Consignes:
- a) Recopiez le passage de l'entretien avec Sophie Durocher qui commence par « Rencontre avec la » et va jusqu'à « 7 octobre 2023. ».
- b) Combien de lignes de la liste contiennent le mot « marks » ? Donnez seulement le nombre.

Extrait du document:
-------------------------
« Le silence des féministes depuis le 7 octobre 2023 est inacceptable »
Rencontre avec la journaliste Sophie Durocher
Par Elias Levy
Figure importante du paysage médiatique québécois, la journaliste et chroniqueuse Sophie Durocher a publié un livre coup de poing, solidement documenté, Où sont les femmes? L’effacement du féminin de l’espace public (Les Éditions du Journal, 2024).
Un essai percutant et salutaire, dans lequel elle met en charpie les idées reçues sur le néo-féminisme et véhiculées tous azimuts par le discours diversitaire.
Elle y dénonce vigoureusement dans un chapitre le silence effarant des féministes face au supplice vécu par les femmes israéliennes violées par des terroristes du Hamas le 7 octobre 2023.
La Voix sépharade a rencontré Sophie Durocher.
Qu’est-ce qui vous a motivée à écrire ce livre ?
Depuis plusieurs années, je collige des bouts d’information, que je mets dans un petit fichier, niché dans mon cerveau et dans mon ordinateur. Ce sont les pièces d’un puzzle. Lorsqu’on met tous ces éléments ensemble, ça donne un portrait de la situation terrifiant.
Il y a deux éléments majeurs.
-------------------------
Entrées de pointage et d'étiquetage
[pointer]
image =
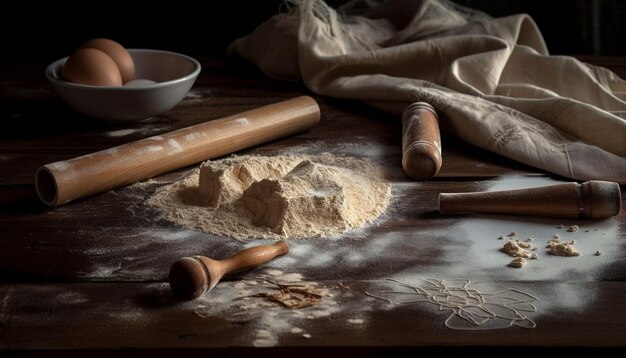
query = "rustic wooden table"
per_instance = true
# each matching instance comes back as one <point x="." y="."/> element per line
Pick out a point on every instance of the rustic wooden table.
<point x="91" y="276"/>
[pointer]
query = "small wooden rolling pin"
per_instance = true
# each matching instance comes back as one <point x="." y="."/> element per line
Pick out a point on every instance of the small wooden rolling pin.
<point x="593" y="199"/>
<point x="61" y="182"/>
<point x="421" y="141"/>
<point x="191" y="277"/>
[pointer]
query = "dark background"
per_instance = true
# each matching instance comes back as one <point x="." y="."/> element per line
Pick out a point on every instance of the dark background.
<point x="43" y="32"/>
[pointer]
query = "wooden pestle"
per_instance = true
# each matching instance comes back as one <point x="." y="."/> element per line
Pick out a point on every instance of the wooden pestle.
<point x="421" y="141"/>
<point x="60" y="182"/>
<point x="190" y="277"/>
<point x="593" y="199"/>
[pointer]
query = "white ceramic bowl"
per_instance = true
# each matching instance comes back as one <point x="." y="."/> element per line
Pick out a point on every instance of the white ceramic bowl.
<point x="173" y="73"/>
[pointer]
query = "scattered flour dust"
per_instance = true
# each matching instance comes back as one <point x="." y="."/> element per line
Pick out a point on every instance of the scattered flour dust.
<point x="276" y="197"/>
<point x="469" y="307"/>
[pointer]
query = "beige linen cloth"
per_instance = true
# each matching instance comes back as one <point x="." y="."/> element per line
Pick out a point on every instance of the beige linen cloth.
<point x="491" y="80"/>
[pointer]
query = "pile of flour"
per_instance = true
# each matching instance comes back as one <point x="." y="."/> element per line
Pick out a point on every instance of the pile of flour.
<point x="279" y="197"/>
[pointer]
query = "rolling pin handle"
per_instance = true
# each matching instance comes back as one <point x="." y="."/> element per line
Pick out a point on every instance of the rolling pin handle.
<point x="421" y="141"/>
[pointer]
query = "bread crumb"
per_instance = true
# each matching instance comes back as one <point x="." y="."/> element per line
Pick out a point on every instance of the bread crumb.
<point x="518" y="262"/>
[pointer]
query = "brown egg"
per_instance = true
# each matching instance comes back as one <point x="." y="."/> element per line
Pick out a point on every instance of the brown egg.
<point x="89" y="66"/>
<point x="118" y="53"/>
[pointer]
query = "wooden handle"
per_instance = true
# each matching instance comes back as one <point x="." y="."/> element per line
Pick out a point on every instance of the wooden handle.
<point x="421" y="141"/>
<point x="591" y="200"/>
<point x="190" y="277"/>
<point x="61" y="182"/>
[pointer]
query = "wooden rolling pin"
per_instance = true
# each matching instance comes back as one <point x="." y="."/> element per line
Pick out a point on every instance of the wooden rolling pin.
<point x="61" y="182"/>
<point x="191" y="277"/>
<point x="593" y="199"/>
<point x="421" y="141"/>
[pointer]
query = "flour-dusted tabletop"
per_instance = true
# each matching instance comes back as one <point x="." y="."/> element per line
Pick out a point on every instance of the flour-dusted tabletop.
<point x="91" y="276"/>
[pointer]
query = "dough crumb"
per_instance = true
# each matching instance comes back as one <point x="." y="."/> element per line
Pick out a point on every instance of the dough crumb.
<point x="562" y="248"/>
<point x="573" y="228"/>
<point x="517" y="248"/>
<point x="518" y="262"/>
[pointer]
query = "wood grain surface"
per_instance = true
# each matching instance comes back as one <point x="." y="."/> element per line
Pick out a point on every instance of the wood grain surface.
<point x="91" y="276"/>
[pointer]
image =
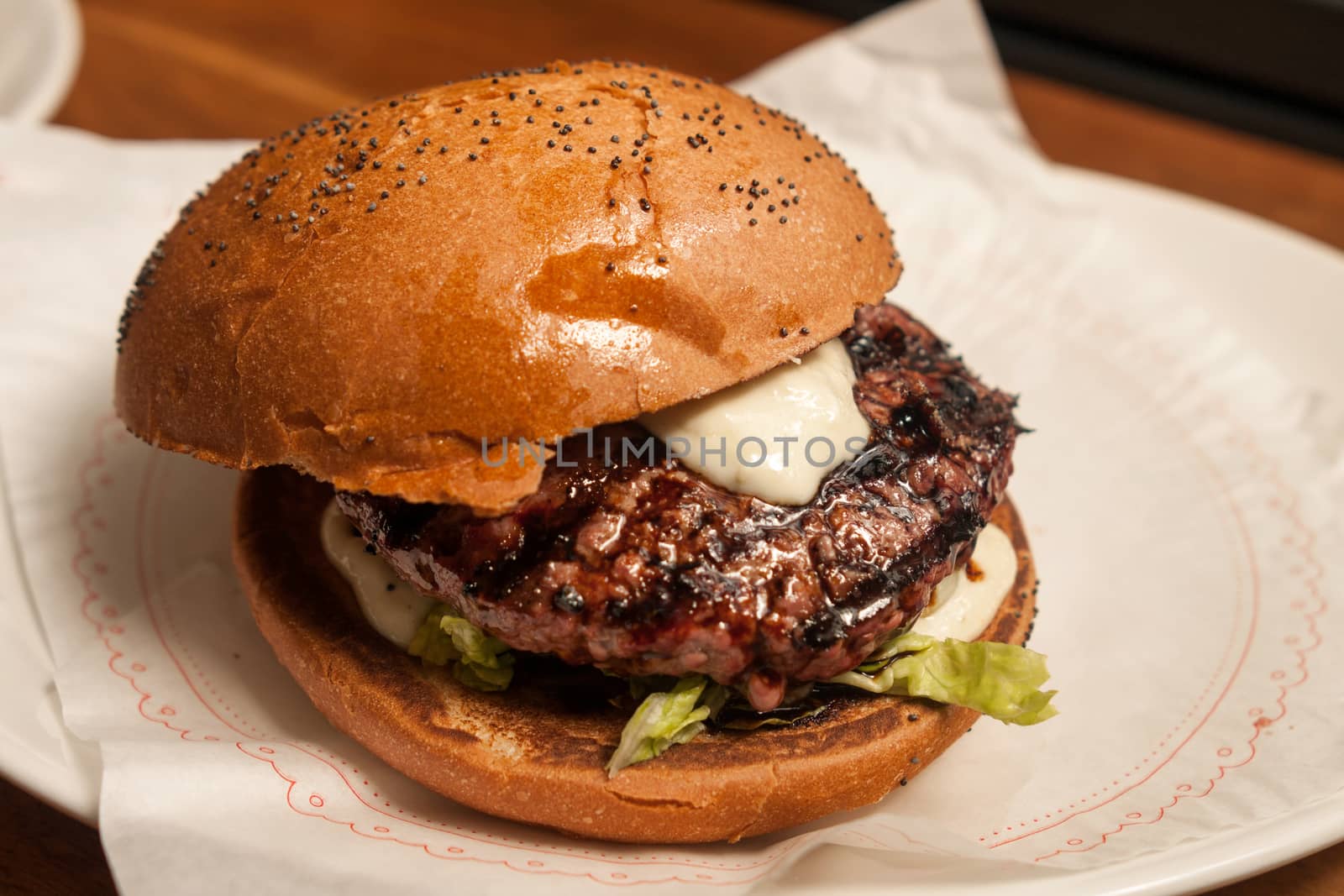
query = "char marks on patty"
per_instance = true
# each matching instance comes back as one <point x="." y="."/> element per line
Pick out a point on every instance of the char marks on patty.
<point x="647" y="569"/>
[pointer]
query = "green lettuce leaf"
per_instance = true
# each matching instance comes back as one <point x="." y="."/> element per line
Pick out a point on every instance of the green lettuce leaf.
<point x="999" y="680"/>
<point x="479" y="660"/>
<point x="667" y="718"/>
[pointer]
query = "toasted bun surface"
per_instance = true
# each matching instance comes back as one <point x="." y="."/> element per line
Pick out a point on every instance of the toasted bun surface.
<point x="537" y="752"/>
<point x="369" y="296"/>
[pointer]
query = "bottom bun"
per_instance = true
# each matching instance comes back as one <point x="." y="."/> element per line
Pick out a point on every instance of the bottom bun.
<point x="537" y="752"/>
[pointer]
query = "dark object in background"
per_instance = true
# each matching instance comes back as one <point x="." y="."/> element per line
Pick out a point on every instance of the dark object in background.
<point x="1273" y="67"/>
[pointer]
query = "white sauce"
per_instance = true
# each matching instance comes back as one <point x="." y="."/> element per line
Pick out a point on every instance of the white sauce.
<point x="780" y="434"/>
<point x="963" y="607"/>
<point x="396" y="611"/>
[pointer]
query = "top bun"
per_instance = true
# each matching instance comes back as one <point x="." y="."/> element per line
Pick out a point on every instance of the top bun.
<point x="370" y="296"/>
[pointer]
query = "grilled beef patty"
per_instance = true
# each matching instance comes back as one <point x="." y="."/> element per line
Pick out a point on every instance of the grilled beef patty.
<point x="648" y="569"/>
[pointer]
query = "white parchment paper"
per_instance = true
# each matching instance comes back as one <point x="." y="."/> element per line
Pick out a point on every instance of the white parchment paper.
<point x="1184" y="520"/>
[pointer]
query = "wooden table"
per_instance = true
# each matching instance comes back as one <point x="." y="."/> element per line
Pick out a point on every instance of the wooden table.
<point x="239" y="67"/>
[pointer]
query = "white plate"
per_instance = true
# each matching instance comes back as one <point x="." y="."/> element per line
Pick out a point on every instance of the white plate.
<point x="39" y="54"/>
<point x="1233" y="257"/>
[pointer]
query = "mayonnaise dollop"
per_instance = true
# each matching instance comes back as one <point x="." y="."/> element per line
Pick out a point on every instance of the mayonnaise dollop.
<point x="967" y="600"/>
<point x="774" y="437"/>
<point x="393" y="607"/>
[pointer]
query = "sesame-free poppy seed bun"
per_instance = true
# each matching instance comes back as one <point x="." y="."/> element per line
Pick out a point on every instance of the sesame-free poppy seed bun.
<point x="369" y="296"/>
<point x="537" y="752"/>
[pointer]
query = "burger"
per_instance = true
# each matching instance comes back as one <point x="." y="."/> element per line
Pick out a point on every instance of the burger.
<point x="591" y="481"/>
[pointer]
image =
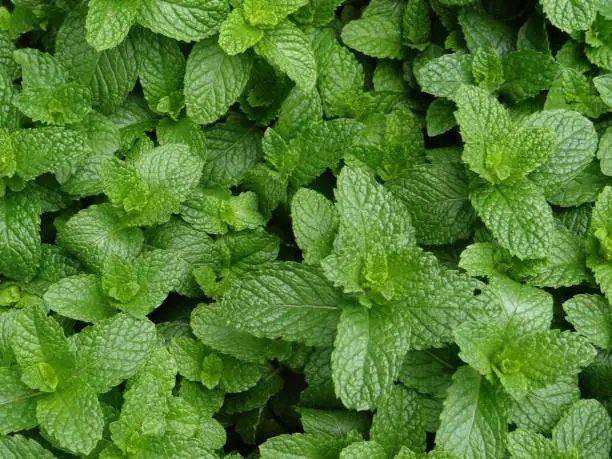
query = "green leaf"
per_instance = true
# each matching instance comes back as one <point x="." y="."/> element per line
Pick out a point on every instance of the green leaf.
-------------------------
Réponses:
- a)
Rencontre avec la journaliste Sophie Durocher
Par Elias Levy
Figure importante du paysage médiatique québécois, la journaliste et chroniqueuse Sophie Durocher a publié un livre coup de poing, solidement documenté, Où sont les femmes? L’effacement du féminin de l’espace public (Les Éditions du Journal, 2024).
Un essai percutant et salutaire, dans lequel elle met en charpie les idées reçues sur le néo-féminisme et véhiculées tous azimuts par le discours diversitaire.
Elle y dénonce vigoureusement dans un chapitre le silence effarant des féministes face au supplice vécu par les femmes israéliennes violées par des terroristes du Hamas le 7 octobre 2023.

- b) 2